EXERCISE BRIEF:
Report every line below that contains the word "pink", copying each one in full. Case counts.

SOURCE DATA:
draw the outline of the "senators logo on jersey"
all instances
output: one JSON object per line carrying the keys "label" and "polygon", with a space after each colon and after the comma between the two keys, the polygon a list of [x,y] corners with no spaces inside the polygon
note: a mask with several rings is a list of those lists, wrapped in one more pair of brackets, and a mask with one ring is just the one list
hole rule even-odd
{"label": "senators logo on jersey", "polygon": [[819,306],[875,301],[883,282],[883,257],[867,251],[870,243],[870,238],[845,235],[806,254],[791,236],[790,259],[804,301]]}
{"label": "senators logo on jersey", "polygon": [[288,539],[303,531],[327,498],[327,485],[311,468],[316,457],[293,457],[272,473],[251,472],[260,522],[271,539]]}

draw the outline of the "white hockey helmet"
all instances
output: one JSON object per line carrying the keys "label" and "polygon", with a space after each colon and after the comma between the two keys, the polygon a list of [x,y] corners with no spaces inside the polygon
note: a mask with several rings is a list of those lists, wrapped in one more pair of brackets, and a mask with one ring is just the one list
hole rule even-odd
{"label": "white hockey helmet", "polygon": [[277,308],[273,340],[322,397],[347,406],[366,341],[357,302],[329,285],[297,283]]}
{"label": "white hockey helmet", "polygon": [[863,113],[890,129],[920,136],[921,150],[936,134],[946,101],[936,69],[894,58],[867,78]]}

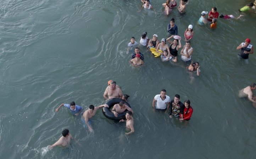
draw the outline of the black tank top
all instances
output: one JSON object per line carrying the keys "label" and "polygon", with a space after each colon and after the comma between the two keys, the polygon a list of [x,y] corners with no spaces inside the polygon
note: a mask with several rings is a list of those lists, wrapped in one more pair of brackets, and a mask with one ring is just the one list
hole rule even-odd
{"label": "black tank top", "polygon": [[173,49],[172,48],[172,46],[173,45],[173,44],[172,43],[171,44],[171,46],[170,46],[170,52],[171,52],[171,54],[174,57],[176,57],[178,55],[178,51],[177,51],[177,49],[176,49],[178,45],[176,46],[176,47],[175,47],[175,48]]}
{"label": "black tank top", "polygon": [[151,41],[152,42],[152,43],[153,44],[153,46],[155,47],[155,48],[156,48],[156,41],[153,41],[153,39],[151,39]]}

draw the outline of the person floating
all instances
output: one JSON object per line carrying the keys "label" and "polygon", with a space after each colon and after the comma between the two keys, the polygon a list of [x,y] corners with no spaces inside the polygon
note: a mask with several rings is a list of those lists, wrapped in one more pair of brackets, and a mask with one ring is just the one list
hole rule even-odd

* * *

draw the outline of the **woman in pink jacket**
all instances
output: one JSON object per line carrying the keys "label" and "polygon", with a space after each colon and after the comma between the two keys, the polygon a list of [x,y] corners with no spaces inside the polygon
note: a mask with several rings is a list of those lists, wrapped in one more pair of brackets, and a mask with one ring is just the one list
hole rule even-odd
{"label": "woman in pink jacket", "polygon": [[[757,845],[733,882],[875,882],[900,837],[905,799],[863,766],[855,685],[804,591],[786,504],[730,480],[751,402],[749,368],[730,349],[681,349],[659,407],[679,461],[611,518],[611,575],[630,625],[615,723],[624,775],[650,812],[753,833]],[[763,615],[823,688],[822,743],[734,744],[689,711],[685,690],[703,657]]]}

OUTPUT BELOW:
draw the outline of the **woman in pink jacket**
{"label": "woman in pink jacket", "polygon": [[[757,845],[733,882],[875,882],[900,837],[905,799],[863,766],[855,685],[804,591],[786,504],[730,480],[751,402],[749,368],[730,349],[681,349],[659,407],[679,461],[611,518],[611,575],[630,625],[615,723],[624,775],[650,812],[753,833]],[[763,615],[823,688],[822,743],[734,744],[689,711],[685,690],[703,657]]]}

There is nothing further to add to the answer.